Fragmento del documento >>
En términos generales, en nuestro ordenamiento jurídico, el paciente o familiar que alega la existencia de un daño y que el mismo es consecuencia del mal hacer profesional es a quien le corresponde probar la realidad de este. Ello es así por imperativo de las normas sobre “carga de la prueba” contenidas en el art. 217 de la Ley de Enjuiciamiento Civil.
Es por ello por lo que es criterio jurisprudencial consolidado que «en la conducta de los profesionales sanitarios queda, en general, descartada toda clase de responsabilidad más o menos objetiva sin que opere la inversión de la carga de la prueba, admitida para daños de otro origen, estando por tanto a cargo del paciente la prueba de la relación o nexo de causalidad y la de la culpa, ya que a la relación material o física ha de sumarse el reproche culpabilístico -sentencias de 13 de julio de 1987, 12 de julio de 1988 y 7 de febrero de 1990- que igualmente puede manifestarse a través de la negligencia omisiva de la aplicación de un medio -sentencia de 7 de junio de 1988- o más generalmente en una acción culposa -sentencia de 22 de junio de 1988″.

Conjunto de tareas >>
• 1. Responde a estas preguntas según el texto sobre la carga de la prueba:
(a) ¿En qué artículo y en qué ley se recogen las normas sobre la carga de la prueba?
(b) ¿A cargo de quién queda la prueba del nexo de causalidad y de la culpa?
(c) ¿Qué sentencia se cita a propósito de la negligencia omisiva en la aplicación de un medio?
• 2. Reproduce el pasaje del texto sobre la carga de la prueba que va de "Es por ello" a "junio de 1988″.", ambos incluidos.
• 3. Resume en una sola oración el párrafo del texto sobre la carga de la prueba que empieza con "En términos generales", sin perder sus datos principales.

Extractos de datos >>

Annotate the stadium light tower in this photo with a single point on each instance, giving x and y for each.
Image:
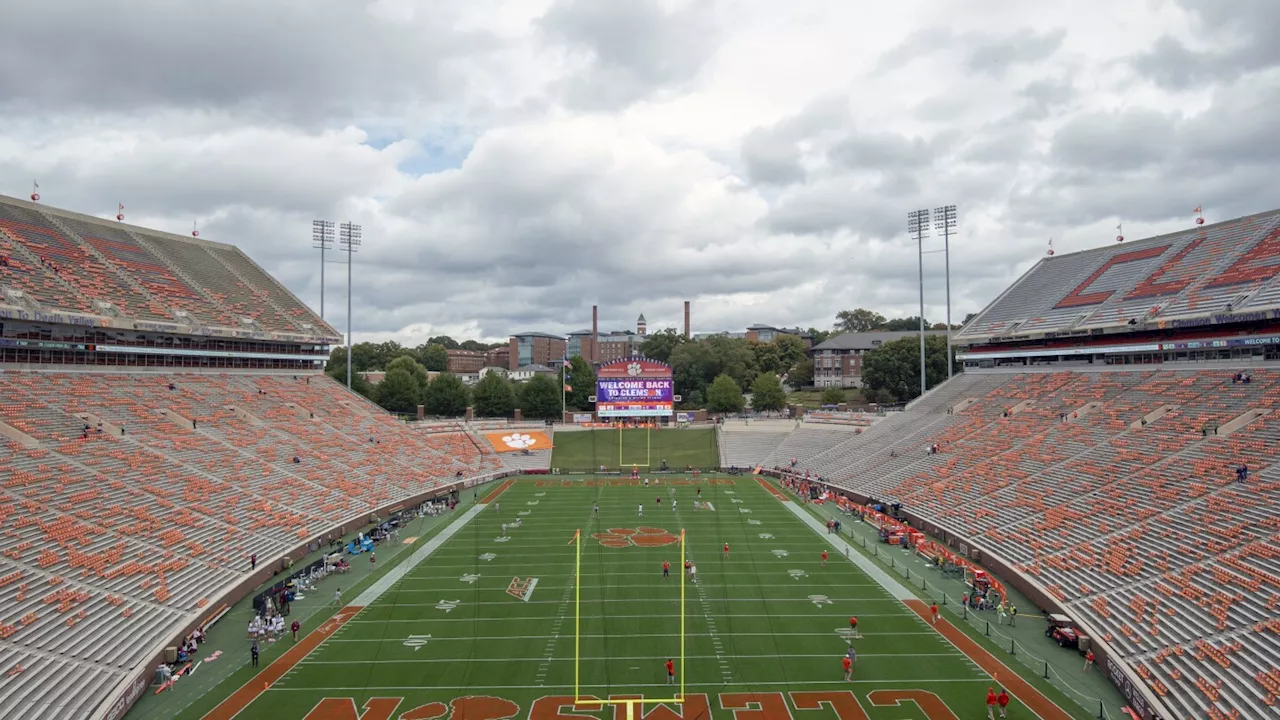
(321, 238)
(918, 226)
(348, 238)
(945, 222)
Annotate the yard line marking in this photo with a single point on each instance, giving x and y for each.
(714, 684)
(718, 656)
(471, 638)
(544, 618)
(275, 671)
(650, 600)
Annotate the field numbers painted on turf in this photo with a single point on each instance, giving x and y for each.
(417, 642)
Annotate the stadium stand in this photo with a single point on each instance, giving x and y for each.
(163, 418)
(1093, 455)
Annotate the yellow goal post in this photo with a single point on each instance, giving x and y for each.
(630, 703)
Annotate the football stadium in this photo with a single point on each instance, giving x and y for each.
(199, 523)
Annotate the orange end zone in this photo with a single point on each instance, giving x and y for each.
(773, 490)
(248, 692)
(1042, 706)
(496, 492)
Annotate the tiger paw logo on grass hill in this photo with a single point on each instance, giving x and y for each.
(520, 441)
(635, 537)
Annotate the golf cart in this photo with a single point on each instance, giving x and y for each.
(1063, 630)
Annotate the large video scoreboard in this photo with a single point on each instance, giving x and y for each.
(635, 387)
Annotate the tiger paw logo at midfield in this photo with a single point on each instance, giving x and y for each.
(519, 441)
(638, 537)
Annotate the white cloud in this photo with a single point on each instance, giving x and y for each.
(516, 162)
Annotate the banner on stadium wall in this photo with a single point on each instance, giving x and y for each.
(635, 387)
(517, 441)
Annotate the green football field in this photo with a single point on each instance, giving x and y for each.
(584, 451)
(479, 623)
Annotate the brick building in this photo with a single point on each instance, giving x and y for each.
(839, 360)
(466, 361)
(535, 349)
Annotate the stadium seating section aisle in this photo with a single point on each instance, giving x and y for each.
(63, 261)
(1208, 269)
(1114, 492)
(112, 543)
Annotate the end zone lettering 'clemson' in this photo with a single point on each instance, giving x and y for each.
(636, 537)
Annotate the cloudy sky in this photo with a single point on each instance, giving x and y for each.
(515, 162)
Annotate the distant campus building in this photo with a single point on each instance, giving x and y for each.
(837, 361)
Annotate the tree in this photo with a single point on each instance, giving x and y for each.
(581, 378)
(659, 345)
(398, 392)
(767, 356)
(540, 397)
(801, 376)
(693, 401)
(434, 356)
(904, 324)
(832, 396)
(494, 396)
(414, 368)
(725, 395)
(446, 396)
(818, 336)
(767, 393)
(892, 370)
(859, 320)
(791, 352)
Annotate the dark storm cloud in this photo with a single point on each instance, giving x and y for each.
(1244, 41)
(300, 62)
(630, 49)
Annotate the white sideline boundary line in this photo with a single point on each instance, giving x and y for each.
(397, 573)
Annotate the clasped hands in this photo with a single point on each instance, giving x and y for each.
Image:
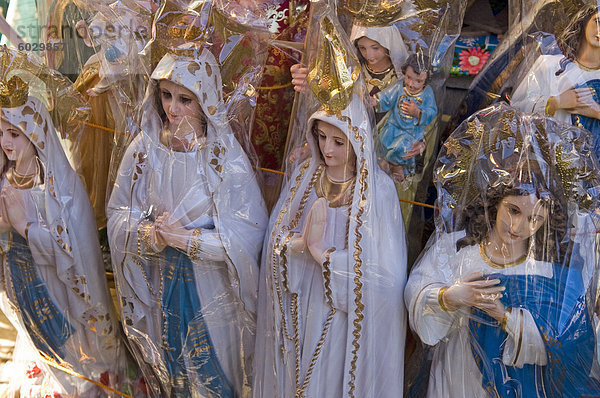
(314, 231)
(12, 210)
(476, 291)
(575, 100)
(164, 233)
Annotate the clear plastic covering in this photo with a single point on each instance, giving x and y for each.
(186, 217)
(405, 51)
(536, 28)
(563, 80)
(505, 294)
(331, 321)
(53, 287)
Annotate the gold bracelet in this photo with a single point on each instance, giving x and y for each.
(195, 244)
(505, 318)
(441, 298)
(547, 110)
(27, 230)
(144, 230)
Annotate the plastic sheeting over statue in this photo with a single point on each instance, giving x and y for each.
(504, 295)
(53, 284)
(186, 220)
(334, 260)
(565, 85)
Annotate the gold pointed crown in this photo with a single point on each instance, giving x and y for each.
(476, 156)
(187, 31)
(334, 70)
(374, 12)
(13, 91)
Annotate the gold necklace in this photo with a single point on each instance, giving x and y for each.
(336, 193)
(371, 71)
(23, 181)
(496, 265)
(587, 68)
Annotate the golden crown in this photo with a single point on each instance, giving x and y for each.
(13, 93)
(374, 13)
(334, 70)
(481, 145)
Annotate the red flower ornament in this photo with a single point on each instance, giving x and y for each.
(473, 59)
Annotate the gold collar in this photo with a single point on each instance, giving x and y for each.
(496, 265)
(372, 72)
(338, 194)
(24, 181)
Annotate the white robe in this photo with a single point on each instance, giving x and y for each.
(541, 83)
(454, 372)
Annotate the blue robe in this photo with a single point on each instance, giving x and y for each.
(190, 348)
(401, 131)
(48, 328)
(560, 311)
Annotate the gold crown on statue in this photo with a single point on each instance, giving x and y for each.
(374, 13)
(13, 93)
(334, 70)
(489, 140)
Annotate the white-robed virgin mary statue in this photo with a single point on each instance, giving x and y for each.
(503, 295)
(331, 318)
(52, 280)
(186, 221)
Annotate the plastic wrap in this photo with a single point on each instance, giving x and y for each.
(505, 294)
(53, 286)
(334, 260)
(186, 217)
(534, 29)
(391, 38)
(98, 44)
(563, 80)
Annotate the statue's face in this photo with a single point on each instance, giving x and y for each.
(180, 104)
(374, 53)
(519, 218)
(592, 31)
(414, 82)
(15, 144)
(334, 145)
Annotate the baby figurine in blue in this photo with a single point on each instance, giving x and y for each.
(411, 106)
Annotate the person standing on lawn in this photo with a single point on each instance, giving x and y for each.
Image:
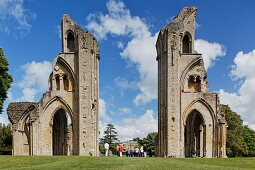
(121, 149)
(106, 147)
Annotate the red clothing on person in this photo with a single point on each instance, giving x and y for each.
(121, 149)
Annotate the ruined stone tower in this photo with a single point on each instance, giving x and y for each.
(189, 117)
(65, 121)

Lista de respuestas >>
• 1.
(a) En el art. 217 de la Ley de Enjuiciamiento Civil.
(b) A cargo del paciente.
(c) La sentencia de 7 de junio de 1988.

• 2.
Es por ello por lo que es criterio jurisprudencial consolidado que «en la conducta de los profesionales sanitarios queda, en general, descartada toda clase de responsabilidad más o menos objetiva sin que opere la inversión de la carga de la prueba, admitida para daños de otro origen, estando por tanto a cargo del paciente la prueba de la relación o nexo de causalidad y la de la culpa, ya que a la relación material o física ha de sumarse el reproche culpabilístico -sentencias de 13 de julio de 1987, 12 de julio de 1988 y 7 de febrero de 1990- que igualmente puede manifestarse a través de la negligencia omisiva de la aplicación de un medio -sentencia de 7 de junio de 1988- o más generalmente en una acción culposa -sentencia de 22 de junio de 1988″.

• 3. Por las normas sobre la carga de la prueba del art. 217 de la Ley de Enjuiciamiento Civil, corresponde al paciente o familiar que alega un daño causado por el mal hacer profesional probar la realidad de ese daño.